ASSIGNMENT 1: List every distinct username that appears as a poster in the band-pass filter thread below.

PAGE EXCERPT:
--

Band-pass filter Design Help

Thread Starter

Barryallen

Joined Apr 17, 2017
20
Hello everyone,

Could you please kindly help me design a band-pass filter for a 1V sine wave from 2000Hz to 3500Hz ?

Thank you in advance.
 

MrChips

Joined Oct 2, 2009
30,712
Thank you for the reply,
I have tried GG a lots but I dont know which one is better or easier in my case: passive or active? and I don't understand some of parameters needing to type in some online design tools.
Oh, I see.
A passive filter does not use any power or amplification. You are going to lose signal amplitude.
An active filter uses amplifier and you get set the pass-band gain.

http://www.electronics-tutorials.ws/filter/filter_4.html

http://www.electronics-tutorials.ws/filter/filter_7.html
 

MrChips

Joined Oct 2, 2009
30,712
so sorry that I don't know how to calculate Rolloff. the higher Rolloff ,the better signal? I just want the best as you can guide me to do.
The roll-off is determined by the order of the filter. This determines how sharply the filter transitions from the pass band to the stop band.
A first-order filter has a roll-off of 6dB/octave or 20dB/decade.
This is your basic filter and a good starting point.
 

Thread Starter

Barryallen

Joined Apr 17, 2017
20
The roll-off is determined by the order of the filter. This determines how sharply the filter transitions from the pass band to the stop band.
A first-order filter has a roll-off of 6dB/octave or 20dB/decade.
This is your basic filter and a good starting point.
Thank you so much for that.
It's a little difficult for me to understand some specific words of electronics no matter how hard I am trying. Could you give me a sample circuit or something?
 

Thread Starter

Barryallen

Joined Apr 17, 2017
20
Tell us the use/need of the filter and we can better guide you in what will work for you.
I want to read frequency from a Piezometer . The output signal is 0.5 mV sine wave with frequency 2000-3500Hz. I have built 2 stages amplifier to amplify it to 1.25 V (2500 gain) but the output signal seems to have so much noise, so that I want to build a filter to reduce the noise. Could you please help me with it?

Thank you in advance.
 

crutschow

Joined Mar 14, 2008
34,285
I want to read frequency from a Piezometer . The output signal is 0.5 mV sine wave with frequency 2000-3500Hz. I have built 2 stages amplifier to amplify it to 1.25 V (2500 gain) but the output signal seems to have so much noise, so that I want to build a filter to reduce the noise. Could you please help me with it?
What is the nature of the noise?
Do you have an oscilloscope to view it?

That's a very small signal so you need a low noise amp.
Post a schematic of your circuit will all part values.

--

PROVIDED RECORDS:
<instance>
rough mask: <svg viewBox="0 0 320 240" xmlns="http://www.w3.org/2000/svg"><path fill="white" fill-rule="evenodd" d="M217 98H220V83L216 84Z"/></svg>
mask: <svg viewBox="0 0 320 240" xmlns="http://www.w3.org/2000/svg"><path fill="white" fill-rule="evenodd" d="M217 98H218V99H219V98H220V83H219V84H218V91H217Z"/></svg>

--

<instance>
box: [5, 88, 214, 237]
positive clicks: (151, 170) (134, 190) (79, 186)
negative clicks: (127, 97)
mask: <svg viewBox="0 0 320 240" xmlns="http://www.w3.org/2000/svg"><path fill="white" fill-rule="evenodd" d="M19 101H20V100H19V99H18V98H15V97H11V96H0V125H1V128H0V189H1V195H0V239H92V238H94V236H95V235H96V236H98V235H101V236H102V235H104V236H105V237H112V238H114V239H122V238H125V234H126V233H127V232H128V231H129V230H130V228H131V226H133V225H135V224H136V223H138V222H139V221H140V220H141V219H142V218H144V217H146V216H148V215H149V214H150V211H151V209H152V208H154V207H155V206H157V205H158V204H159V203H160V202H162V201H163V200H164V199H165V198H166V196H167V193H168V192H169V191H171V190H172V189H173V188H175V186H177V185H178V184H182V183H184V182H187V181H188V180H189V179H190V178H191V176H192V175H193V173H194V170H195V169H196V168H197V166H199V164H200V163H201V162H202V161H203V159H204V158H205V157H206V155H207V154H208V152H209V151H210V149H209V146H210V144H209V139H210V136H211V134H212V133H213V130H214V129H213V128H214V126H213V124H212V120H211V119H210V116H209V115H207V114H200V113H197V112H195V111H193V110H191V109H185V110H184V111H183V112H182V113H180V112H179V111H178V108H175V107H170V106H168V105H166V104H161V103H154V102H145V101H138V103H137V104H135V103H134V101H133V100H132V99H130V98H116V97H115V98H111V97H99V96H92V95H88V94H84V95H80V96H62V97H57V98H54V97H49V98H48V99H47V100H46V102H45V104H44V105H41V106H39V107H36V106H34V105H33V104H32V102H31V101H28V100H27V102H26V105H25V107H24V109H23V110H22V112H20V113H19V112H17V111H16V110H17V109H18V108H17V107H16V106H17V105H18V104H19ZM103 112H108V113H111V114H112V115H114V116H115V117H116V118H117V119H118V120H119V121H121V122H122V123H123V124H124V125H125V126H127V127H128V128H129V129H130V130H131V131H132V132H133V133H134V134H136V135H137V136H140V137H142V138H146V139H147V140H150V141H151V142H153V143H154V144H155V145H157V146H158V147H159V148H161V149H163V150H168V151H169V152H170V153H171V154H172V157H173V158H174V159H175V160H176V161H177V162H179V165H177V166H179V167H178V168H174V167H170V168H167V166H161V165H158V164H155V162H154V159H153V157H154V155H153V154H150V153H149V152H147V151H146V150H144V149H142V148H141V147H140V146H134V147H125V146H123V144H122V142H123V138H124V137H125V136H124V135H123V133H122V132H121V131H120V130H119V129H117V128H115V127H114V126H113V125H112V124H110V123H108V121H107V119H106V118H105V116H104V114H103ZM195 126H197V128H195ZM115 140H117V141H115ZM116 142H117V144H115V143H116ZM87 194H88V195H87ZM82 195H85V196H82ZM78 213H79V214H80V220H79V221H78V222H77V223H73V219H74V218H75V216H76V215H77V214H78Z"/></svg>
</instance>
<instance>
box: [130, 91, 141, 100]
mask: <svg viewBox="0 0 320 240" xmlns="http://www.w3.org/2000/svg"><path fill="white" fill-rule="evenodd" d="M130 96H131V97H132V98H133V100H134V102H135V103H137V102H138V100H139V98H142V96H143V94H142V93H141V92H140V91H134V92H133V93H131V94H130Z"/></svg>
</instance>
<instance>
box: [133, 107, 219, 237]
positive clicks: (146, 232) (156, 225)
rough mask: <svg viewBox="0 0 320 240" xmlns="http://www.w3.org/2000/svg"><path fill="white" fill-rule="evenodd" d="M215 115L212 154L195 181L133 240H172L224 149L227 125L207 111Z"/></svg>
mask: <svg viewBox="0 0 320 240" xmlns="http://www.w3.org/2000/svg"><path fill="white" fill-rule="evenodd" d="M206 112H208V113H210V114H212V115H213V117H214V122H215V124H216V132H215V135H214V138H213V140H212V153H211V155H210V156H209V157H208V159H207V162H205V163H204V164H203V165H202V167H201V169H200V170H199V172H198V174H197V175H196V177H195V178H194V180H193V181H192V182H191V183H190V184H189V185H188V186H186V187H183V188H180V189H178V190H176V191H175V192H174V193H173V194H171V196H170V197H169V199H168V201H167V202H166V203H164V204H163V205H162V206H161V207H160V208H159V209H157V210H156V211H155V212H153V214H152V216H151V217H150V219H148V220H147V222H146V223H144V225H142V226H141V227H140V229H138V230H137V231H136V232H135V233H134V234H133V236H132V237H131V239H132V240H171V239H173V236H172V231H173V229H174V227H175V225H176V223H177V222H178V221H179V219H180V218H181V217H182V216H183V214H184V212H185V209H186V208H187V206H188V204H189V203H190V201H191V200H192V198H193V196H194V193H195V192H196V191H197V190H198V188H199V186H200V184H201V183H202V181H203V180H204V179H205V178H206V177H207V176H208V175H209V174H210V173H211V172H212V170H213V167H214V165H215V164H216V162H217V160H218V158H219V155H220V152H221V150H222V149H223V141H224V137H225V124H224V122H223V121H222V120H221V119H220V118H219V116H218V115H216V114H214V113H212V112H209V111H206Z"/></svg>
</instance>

--

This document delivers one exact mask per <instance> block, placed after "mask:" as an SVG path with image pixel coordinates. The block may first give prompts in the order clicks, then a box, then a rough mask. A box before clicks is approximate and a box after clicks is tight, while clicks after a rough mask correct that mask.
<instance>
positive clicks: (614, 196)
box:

--

ASSIGNMENT 2: From the rows above, extract each line that contains the string "positive".

RESPONSE 1:
Barryallen
MrChips
crutschow

RESPONSE 2:
positive clicks: (151, 170) (134, 190) (79, 186)
positive clicks: (146, 232) (156, 225)
positive clicks: (614, 196)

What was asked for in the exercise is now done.